(Entries taken from a collection)
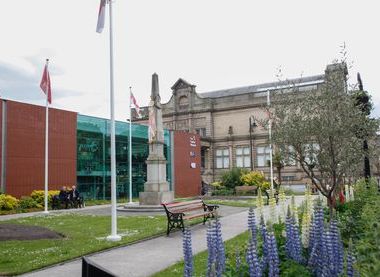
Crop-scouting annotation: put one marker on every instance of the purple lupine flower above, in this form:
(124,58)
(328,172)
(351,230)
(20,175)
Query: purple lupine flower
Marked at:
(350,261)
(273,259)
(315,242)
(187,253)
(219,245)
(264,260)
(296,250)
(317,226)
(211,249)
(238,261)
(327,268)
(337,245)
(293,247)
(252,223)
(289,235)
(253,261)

--

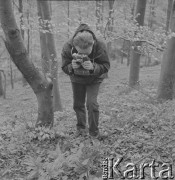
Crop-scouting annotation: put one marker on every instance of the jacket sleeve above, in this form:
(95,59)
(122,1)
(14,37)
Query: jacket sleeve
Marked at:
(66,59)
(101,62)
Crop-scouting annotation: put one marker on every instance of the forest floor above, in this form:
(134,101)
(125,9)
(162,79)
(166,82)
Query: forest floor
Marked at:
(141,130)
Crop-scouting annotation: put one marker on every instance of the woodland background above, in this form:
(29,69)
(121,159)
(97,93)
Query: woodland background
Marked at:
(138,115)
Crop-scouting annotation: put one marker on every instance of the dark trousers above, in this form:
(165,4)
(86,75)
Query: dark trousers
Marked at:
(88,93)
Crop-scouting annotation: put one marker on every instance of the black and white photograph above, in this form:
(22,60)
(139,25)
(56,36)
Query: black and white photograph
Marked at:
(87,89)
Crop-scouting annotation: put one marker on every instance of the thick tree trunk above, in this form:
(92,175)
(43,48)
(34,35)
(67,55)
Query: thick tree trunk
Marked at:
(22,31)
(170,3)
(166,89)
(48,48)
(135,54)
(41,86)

:: What to do ::
Determine how many lines of the data above contain the string "dark", and answer with the number only.

:: Result below ::
2